• _PASSAGE FOR REVIEW_

"""

Like Majora's Mask, Super Mario Sunshine also was next in line after the previous installment became one of the greatest games ever made. And again, like Majora's Mask, it wasn't even a terribly awesome game on it's own. Unlike Majora's Mask, however, there are no talking beavers. Now we can all sleep at night.

The story begins on a private jet headed off to beautiful Isle Delfino. Peach is sitting in her seat, eagerly awaiting her vacation (As if she has work to escape). When they get there, however, the locals are somewhat out of sorts. It seems that someone fitting Mario's description was seen defacing public property with oozing graffiti. Mario's immediately taken into custody and, after a completely one-sided trial, is sentenced. His burden? To clean up all he allegedly did.

When it comes to Mario's doppelganger, people seem to have not noticed one thing: It's blue and partially see-through. Yep, looks exactly like Mario, don't it? It's because he's Italian, isn't it?!

Peach is soon kidnapped by the vaguely resemblant fiend, and Mario gives chase. After a few missions, it is revealed that Mario's impostor is actually Bowser Jr. in disguise. And for some reason, he seems convinced that Peach is his mom (Wowza, that must've been some night). He escapes with the princess, and the chase continues on.

Super Mario Sunshine's main gimmick is F.L.U.D.D, a back-mounted water cannon. F.L.U.D.D can be used to hover, jump and, mainly, clean up the mess Bowser Jr. made. Cleaning up the mess is good and all, but eventually, Mario's going to have to face his enemy directly. In order to do this, Mario must collect the Shine Sprites scattered about the island. These powerful tokens once brought sunlight and happiness to the island of Delfino, but after being scattered, the island falls dark and grim. By collecting enough Sprites, Mario can finally enter the island's volcano and challenge Bowser Jr. and his dad face-to-face.

Like Metroid Prime Hunters, Super Mario Sunshine wasn't that bad of a game. However, as a Mario title, it was no good at all. F.L.U.D.D was completely out of place in the game, and added too much complexity to the usually simple Mario formula. The game that was beginner-friendly became somewhat inaccessible to less experienced gamers.

"""

• _INSTRUCTIONS_
**a.** Return every line of the rows that contains the string "positive".
**b.** Carry on the Super Mario Sunshine review from its final sentence.
The rows below bear no relation to the Super Mario Sunshine review.

• _GIVEN INFORMATION_
"""

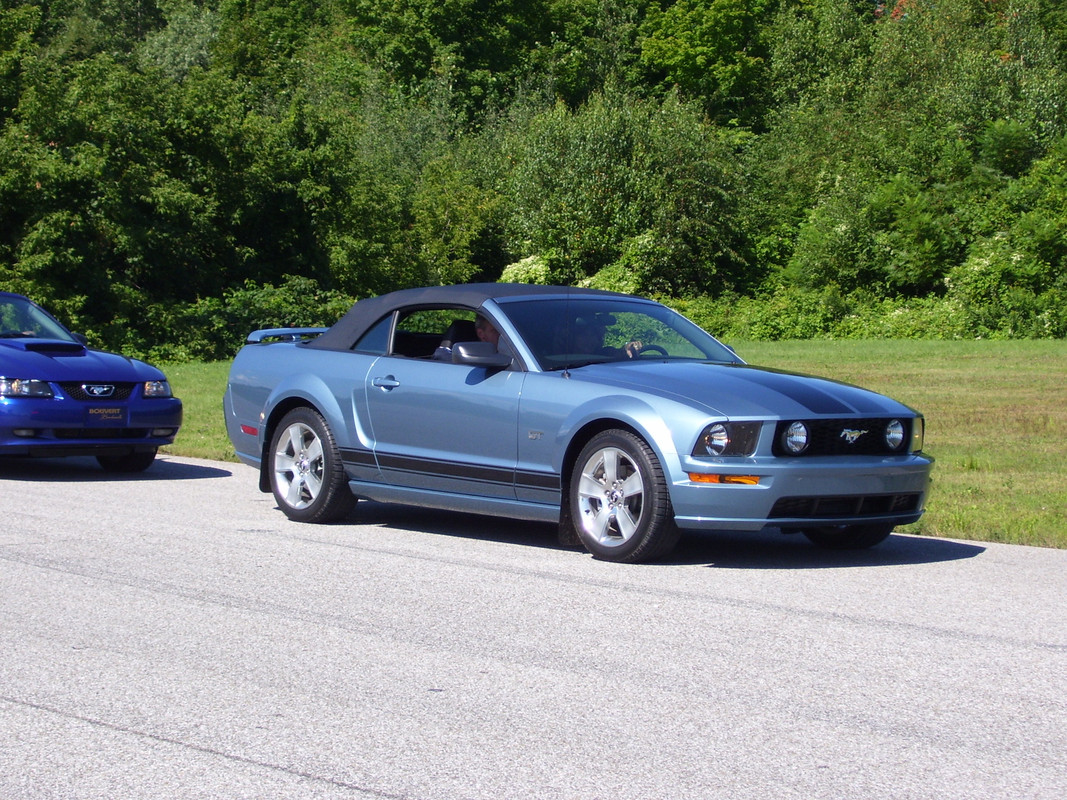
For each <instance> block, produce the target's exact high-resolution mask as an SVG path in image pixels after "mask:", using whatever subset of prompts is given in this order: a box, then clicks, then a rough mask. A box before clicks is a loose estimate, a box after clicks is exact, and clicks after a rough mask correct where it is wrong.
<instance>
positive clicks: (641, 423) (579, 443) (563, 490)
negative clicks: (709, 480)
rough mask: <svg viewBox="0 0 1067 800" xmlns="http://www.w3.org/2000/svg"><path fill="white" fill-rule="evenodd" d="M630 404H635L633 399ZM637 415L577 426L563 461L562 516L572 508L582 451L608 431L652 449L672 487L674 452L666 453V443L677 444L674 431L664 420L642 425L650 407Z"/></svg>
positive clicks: (579, 425)
mask: <svg viewBox="0 0 1067 800" xmlns="http://www.w3.org/2000/svg"><path fill="white" fill-rule="evenodd" d="M630 400H631V402H633V400H632V399H630ZM634 411H636V412H637V413H635V414H627V415H618V414H616V415H607V414H600V415H594V416H591V417H590V418H588V419H586V420H584V421H583V422H582V423H580V425H577V426H575V428H574V430H573V432H572V433H571V434H570V437H569V438H568V441H567V447H566V448H564V449H563V457H562V459H561V460H560V471H559V479H560V489H561V493H560V512H561V514H562V513H563V512H564V511H566V509H567V507H568V501H569V499H570V480H571V473H572V471H573V469H574V464H575V463H576V462H577V460H578V454H579V453H580V452H582V448H584V447H585V446H586V444H588V442H589V439H591V438H592V437H593V436H595V435H596V434H599V433H603V432H604V431H610V430H620V431H626V432H628V433H632V434H634V435H635V436H637V437H638V438H640V439H641V441H643V442H644V443H646V444H647V445H648V446H649V447H651V448H652V452H653V453H654V454H655V457H656V459H657V460H658V461H659V467H660V469H663V470H664V475H665V476H666V477H667V482H668V484H669V483H670V476H671V471H672V470H671V463H670V462H668V458H669V457H670V455H671V452H664V450H663V443H664V442H668V443H673V439H672V437H671V432H670V429H669V428H668V427H667V426H666V423H664V422H663V420H662V419H659V418H658V417H655V416H653V417H651V418H649V420H648V423H642V422H641V421H640V418H641V417H647V416H648V412H649V411H651V410H650V409H648V407H647V406H643V405H642V406H641V407H639V409H636V410H634ZM655 428H659V429H660V430H658V431H657V430H654V429H655ZM675 458H676V455H675Z"/></svg>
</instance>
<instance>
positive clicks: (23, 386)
mask: <svg viewBox="0 0 1067 800" xmlns="http://www.w3.org/2000/svg"><path fill="white" fill-rule="evenodd" d="M51 396H52V387H51V386H50V385H49V384H48V382H47V381H27V380H23V379H20V378H0V397H51Z"/></svg>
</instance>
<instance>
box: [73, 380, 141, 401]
mask: <svg viewBox="0 0 1067 800" xmlns="http://www.w3.org/2000/svg"><path fill="white" fill-rule="evenodd" d="M85 386H114V391H112V393H111V395H110V396H108V397H94V396H92V395H90V394H89V393H87V391H86V390H85ZM134 386H137V384H136V383H107V382H105V381H85V382H83V383H74V382H68V383H61V384H60V388H61V389H63V394H64V395H66V396H67V397H69V398H70V399H71V400H79V401H81V402H85V403H112V402H116V401H121V400H128V399H129V396H130V395H131V394H133V387H134Z"/></svg>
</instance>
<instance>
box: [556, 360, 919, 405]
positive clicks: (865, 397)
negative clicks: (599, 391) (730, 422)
mask: <svg viewBox="0 0 1067 800" xmlns="http://www.w3.org/2000/svg"><path fill="white" fill-rule="evenodd" d="M571 378H572V380H582V381H591V382H594V383H600V384H605V385H610V386H616V387H618V388H620V389H624V390H627V391H631V393H634V391H641V393H649V394H653V395H657V396H659V397H664V398H667V399H671V400H676V401H680V402H684V403H686V404H689V405H692V404H694V403H696V404H699V405H702V406H704V407H706V409H707V411H708V413H711V414H715V415H718V416H722V417H733V418H739V417H753V418H792V417H816V416H828V417H853V416H911V415H913V414H914V412H913V411H912V410H911V409H908V406H906V405H904V404H902V403H898V402H897V401H895V400H893V399H891V398H888V397H886V396H885V395H879V394H877V393H875V391H869V390H867V389H862V388H859V387H857V386H850V385H848V384H844V383H839V382H837V381H831V380H828V379H825V378H813V377H811V375H802V374H796V373H793V372H782V371H779V370H775V369H768V368H766V367H752V366H749V365H744V364H713V363H707V362H640V363H637V364H630V363H619V362H612V363H609V364H595V365H590V366H587V367H582V368H579V369H575V370H572V371H571Z"/></svg>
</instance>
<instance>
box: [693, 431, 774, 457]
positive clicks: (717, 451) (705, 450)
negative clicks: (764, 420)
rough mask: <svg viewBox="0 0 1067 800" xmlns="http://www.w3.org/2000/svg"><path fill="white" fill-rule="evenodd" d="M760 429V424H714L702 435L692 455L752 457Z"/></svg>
mask: <svg viewBox="0 0 1067 800" xmlns="http://www.w3.org/2000/svg"><path fill="white" fill-rule="evenodd" d="M760 428H761V423H760V422H714V423H712V425H710V426H707V427H706V428H705V429H704V430H703V432H702V433H701V434H700V437H699V438H698V439H697V446H696V447H694V448H692V454H694V455H696V457H703V455H751V454H752V453H753V452H755V444H757V442H758V441H759V438H760Z"/></svg>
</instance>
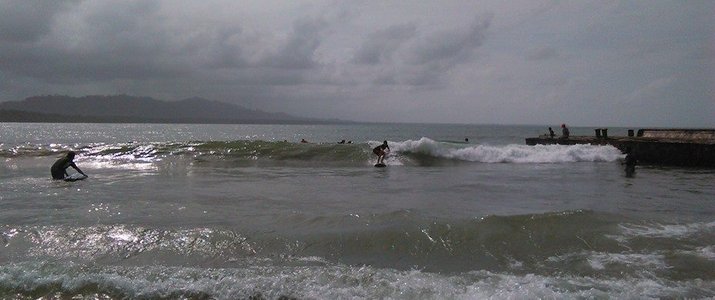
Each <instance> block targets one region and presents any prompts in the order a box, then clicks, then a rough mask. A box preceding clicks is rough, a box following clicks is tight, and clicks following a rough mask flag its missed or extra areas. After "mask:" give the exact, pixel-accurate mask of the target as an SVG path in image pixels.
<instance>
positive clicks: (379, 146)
mask: <svg viewBox="0 0 715 300" xmlns="http://www.w3.org/2000/svg"><path fill="white" fill-rule="evenodd" d="M385 149H387V150H385ZM389 152H390V146H388V145H387V141H384V142H382V145H380V146H377V147H375V148H373V149H372V153H375V155H377V164H378V165H379V164H384V163H385V155H387V153H389Z"/></svg>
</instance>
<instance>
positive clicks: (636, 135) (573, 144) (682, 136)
mask: <svg viewBox="0 0 715 300" xmlns="http://www.w3.org/2000/svg"><path fill="white" fill-rule="evenodd" d="M526 144H527V145H532V146H533V145H539V144H541V145H553V144H557V145H575V144H591V145H611V146H613V147H616V148H618V149H619V150H621V151H622V152H623V153H626V152H627V151H631V153H632V154H633V155H635V156H636V158H637V159H638V161H639V162H640V163H643V164H653V165H672V166H688V167H707V168H715V129H639V130H638V132H637V133H636V134H634V131H633V130H628V136H615V137H611V136H608V129H604V128H598V129H595V134H594V135H593V136H569V137H568V138H562V137H559V136H555V137H550V136H548V135H541V136H539V137H534V138H526Z"/></svg>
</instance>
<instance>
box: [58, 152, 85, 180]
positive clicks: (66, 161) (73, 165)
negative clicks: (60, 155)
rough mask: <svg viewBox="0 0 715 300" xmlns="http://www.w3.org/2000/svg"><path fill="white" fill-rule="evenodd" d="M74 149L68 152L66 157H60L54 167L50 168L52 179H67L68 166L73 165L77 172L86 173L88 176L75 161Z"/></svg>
mask: <svg viewBox="0 0 715 300" xmlns="http://www.w3.org/2000/svg"><path fill="white" fill-rule="evenodd" d="M75 155H76V154H75V153H74V151H70V152H67V155H65V156H64V157H62V158H60V159H58V160H57V161H56V162H55V163H54V164H53V165H52V168H50V173H52V179H57V180H61V179H65V178H67V176H69V174H67V168H69V167H72V168H74V169H75V170H77V172H79V173H80V174H82V175H84V176H85V177H88V176H87V174H84V172H82V170H80V169H79V168H78V167H77V165H75V163H74V157H75Z"/></svg>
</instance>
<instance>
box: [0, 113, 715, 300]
mask: <svg viewBox="0 0 715 300" xmlns="http://www.w3.org/2000/svg"><path fill="white" fill-rule="evenodd" d="M610 131H611V135H614V134H615V135H618V134H625V132H626V129H625V128H621V129H619V128H612V129H611V130H610ZM621 131H622V132H621ZM545 132H547V129H546V128H545V127H540V126H538V127H535V126H488V125H429V124H348V125H176V124H171V125H169V124H19V123H2V124H0V159H2V163H1V164H0V233H1V235H0V237H1V239H0V298H2V299H37V298H47V299H54V298H56V299H66V298H79V299H153V298H168V299H246V298H251V299H276V298H283V299H290V298H296V299H346V298H351V299H362V298H368V299H375V298H388V299H487V298H493V299H532V298H547V299H572V298H619V299H629V298H630V299H644V298H707V297H715V186H714V183H715V170H712V169H694V168H676V167H662V166H650V165H641V166H638V168H637V171H636V173H635V176H634V177H626V176H625V172H624V166H623V165H622V159H623V157H624V156H623V154H621V153H620V151H618V150H617V149H615V148H613V147H610V146H594V145H573V146H560V145H549V146H526V145H524V138H526V137H530V136H536V135H539V134H543V133H545ZM591 132H592V129H590V128H573V129H572V134H574V135H578V134H589V135H590V134H591ZM465 138H466V139H468V141H465ZM301 139H305V140H307V141H308V142H310V143H299V142H298V141H300V140H301ZM343 139H344V140H346V141H350V142H351V143H349V144H348V143H346V144H338V142H339V141H341V140H343ZM383 140H387V141H388V144H389V145H390V150H391V151H390V154H389V155H388V157H387V159H386V163H387V165H388V166H387V167H386V168H374V167H373V164H374V163H375V161H376V157H375V156H374V155H373V154H372V148H373V147H375V146H377V145H379V144H381V143H382V141H383ZM68 150H73V151H76V152H77V153H78V155H77V158H76V159H75V161H76V163H77V165H78V166H79V167H80V168H81V169H82V170H83V171H84V172H85V173H87V174H88V175H89V178H88V179H86V180H83V181H78V182H63V181H53V180H51V179H50V172H49V167H50V166H51V165H52V163H53V162H54V161H55V160H56V159H58V158H59V157H61V156H62V155H63V154H64V153H65V152H66V151H68ZM69 171H70V173H71V172H73V171H74V170H73V169H71V168H70V169H69Z"/></svg>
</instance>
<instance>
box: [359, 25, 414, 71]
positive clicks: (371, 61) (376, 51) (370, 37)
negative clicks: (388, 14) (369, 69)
mask: <svg viewBox="0 0 715 300" xmlns="http://www.w3.org/2000/svg"><path fill="white" fill-rule="evenodd" d="M416 31H417V28H416V27H415V25H413V24H403V25H394V26H391V27H389V28H387V29H383V30H378V31H376V32H373V33H371V34H370V35H369V36H368V38H367V39H366V40H365V42H364V43H363V44H362V45H361V46H360V48H359V49H358V50H357V51H356V52H355V56H354V58H353V62H354V63H357V64H367V65H376V64H379V63H389V62H390V61H391V60H393V54H394V53H395V51H397V49H398V48H399V47H400V46H402V45H403V43H405V42H406V41H407V40H409V39H411V38H413V37H414V36H415V34H416Z"/></svg>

"""

• _RESPONSES BY TASK_
**a.**
positive clicks: (641, 423) (579, 443) (563, 490)
positive clicks: (579, 425)
positive clicks: (23, 386)
positive clicks: (865, 397)
positive clicks: (717, 451) (705, 450)
positive clicks: (379, 146)
positive clicks: (636, 135) (573, 144) (682, 136)
positive clicks: (66, 161) (73, 165)
positive clicks: (371, 61) (376, 51) (370, 37)

**b.**
Sunshine was a fun game, but it was a bad Mario title. Luckily for the plumber, Galaxy redeemed the franchise. But he'd better not let it happen again, lest Nintendo of America find a flaming paper bag of "justice" on their front step.

Discuss this article on the forums

The Duck Has Spoken.

4 comments:

Naomi Knight said...

Best. Article. EVER.

And I totally agree about Majora's Mask. I got soooo tired of having to repeat the same missions over and over, only to lose everything because I took 5 minutes too long, and have to repeat everything.

Sunshine was cool for about a half hour of play, and then it just got annoying. I've never played Metroid Hunters or Final Fantasy II, but now I know not to bother. Thank you.

Frioniel said...

...Your FFIIj part could make fans angry. I'm not the sort to get angry, but... you know?
But, it still was a good article, all in all.

Anonymous said...

Majora's Mask had a slowdown song, and all you had to do was get each son to enter, deposit rupees, and then go to clear the dungeon and you would have plenty of time...it's probably my favorite Zelda game ever, but oh well.

Then again, I liked Sunshine too...

RainbowCat said...

Uh, while I can't say the battle system was super good or not, your review of FF2 screams "I forgot that this game was released in the 80s on the Famicom/NES." Unless I missed my guess, storylines weren't very deep back then. It's like you're judging the original Fire Emblem based on the merits of Fire Emblem 10.